Article:

Un con qui avance, même à petit pas, va toujours plus loin qu’un intellectuel assis… Mais comme c’est un con, il peut lui arriver de trébucher, de petit pas en petit pas, vers le totalitarisme. Et question petits pas, l’État français vient, ces dernières semaines, d’en faire une belle brochette.
Bien sûr, il y a eu, en début d’année, l’étonnant petit trot qui suivit la réduction d’une rédaction journalistique par saturnisme foudroyant : profitant de ce prétexte lacrymogène, l’État et tous ses politiciens les plus veules s’étaient engouffrés dans la brèche en recommandant bien fort que soient pratiquées d’importantes mesures de mises sur écoute du peuple français (puisqu’il semble que lorsqu’un terroriste s’en prend au peuple, c’est la faute du peuple). Comme je le notais alors, et malgré l’évidente inutilité des propositions, tout le monde a pourtant sciemment choisi ce chemin.
Dès lors, il n’est que logique qu’on continue à y trotter vaillamment. Ceux qui ont deux sous de jugeote ou un minimum de culture historique savent très bien ce qui se trouve au bout, mais tant pis, allons-y !

Consignes:
[1] Reformulez sous forme de liste le paragraphe de l'article sur la mise sur écoute qui commence par « Bien sûr, il y a eu ». Conservez-en les faits principaux.
[2] Répondez à ces questions sur l'article sur la mise sur écoute :
(a) Dans le premier paragraphe, qui va toujours plus loin qu'un intellectuel assis ?
(b) Quelles mesures l'État et ses politiciens ont-ils recommandées ?
(c) Dans le dernier paragraphe, qui sait très bien ce qui se trouve au bout du chemin ?
[3] Poursuivez, s'il vous plaît, l'article sur la mise sur écoute à partir de sa dernière phrase.

Données:
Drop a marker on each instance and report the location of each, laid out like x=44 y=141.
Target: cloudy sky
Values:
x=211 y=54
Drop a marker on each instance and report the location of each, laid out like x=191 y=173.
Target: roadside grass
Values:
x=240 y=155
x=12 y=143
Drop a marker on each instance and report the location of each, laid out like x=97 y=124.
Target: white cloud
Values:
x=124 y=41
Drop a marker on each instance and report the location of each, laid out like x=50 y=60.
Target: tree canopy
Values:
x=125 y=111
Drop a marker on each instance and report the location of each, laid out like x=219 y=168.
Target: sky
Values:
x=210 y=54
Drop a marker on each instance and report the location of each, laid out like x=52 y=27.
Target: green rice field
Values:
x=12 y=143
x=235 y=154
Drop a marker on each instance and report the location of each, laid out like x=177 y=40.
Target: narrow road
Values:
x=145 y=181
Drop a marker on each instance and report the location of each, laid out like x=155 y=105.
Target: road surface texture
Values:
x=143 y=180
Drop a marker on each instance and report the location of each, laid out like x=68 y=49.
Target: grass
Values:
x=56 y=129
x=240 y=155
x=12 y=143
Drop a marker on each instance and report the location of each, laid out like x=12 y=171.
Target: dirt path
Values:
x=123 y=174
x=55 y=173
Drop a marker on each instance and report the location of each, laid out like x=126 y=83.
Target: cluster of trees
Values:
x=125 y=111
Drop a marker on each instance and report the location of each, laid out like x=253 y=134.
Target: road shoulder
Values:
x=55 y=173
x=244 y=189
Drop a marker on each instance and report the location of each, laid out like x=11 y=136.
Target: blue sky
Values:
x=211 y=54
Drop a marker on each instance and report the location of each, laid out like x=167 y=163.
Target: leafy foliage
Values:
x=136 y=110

Réponses par tâche:
[1]
- En début d'année, une rédaction journalistique a été réduite « par saturnisme foudroyant ».
- L'État et ses politiciens les plus veules ont profité de ce prétexte pour recommander d'importantes mesures de mise sur écoute du peuple français.
- Malgré l'évidente inutilité de ces propositions, tout le monde a sciemment choisi ce chemin.

[2]
(a) Un con qui avance, même à petit pas.
(b) D'importantes mesures de mise sur écoute du peuple français.
(c) Ceux qui ont deux sous de jugeote ou un minimum de culture historique.

[3]
Par exemple, sous le prétexte particulièrement usé de la lutte contre le terrorisme, on persiste à freiner les transactions en liquide (et surtout lorsqu’il s’agit d’acheter des métaux précieux, graine d’anar) ; le méchant billet de 500€ est de toute façon sur la sellette, et le fait que cette lutte contre les méchants qui posent des bombes coïncide ici avec la lutte contre les méchants qui travaillent au noir est totalement fortuit. Tout comme est parfaitement fortuit le fait qu’en même temps, Sapin veuille favoriser le paiement par carte même dans les transactions les plus petites…
Par exemple, sous le prétexte de la meilleure couverture sociale des salariés, on demandera une délation active de la part des entreprises qui auraient, dans leurs sous-traitants, des petits malins en délicatesse avec leur couverture sociale. Voilà en tout cas qui va favoriser de bonnes ententes commerciales, et aider à conserver une bonne ambiance dans tout le pays.
Par exemple, on l’a vu, on va consciencieusement éplucher les habitudes immobilières des contribuables, voire demander un flicage citoyen, parce que louer son bien au travers d’internet, c’est déjà, à la base, une activité louche et qu’elle entrave la bonne collecte de sous-sous pour les municipalités, mais qu’en plus de cet enrichissement scandaleusement capitaliste, tous ces va-et-viens de touristes, ça dérange la tranquillité des voisins.
Par exemple, on va poursuivre en justice celui qui, n’utilisant aucun moyen illégal, se sera procuré au travers d’une bête recherche Google des documents confidentiels laissés au vu et su de tout le monde, sur des serveurs publics, par l’incompétence d’une administration dépassée par une technologie qu’elle ne maîtrise pas. Et lorsque la décision de justice ne plaira pas au petit procureur local, il relancera pour être sûr d’avoir la bonne condamnation, aussi stupide soit-elle.
Plus insidieusement, la dérive évidente d’une législation en foutoir illisible ne doit pas, là encore, au hasard mais bien à l’empilement de bonnes intentions sirupeuses qui aboutissent, par la force des choses, à dessiner une société égalitariste en diable où l’individu sera d’autant plus joyeusement broyé qu’il réclame un retour à des principes de base depuis longtemps oubliés voire honnis.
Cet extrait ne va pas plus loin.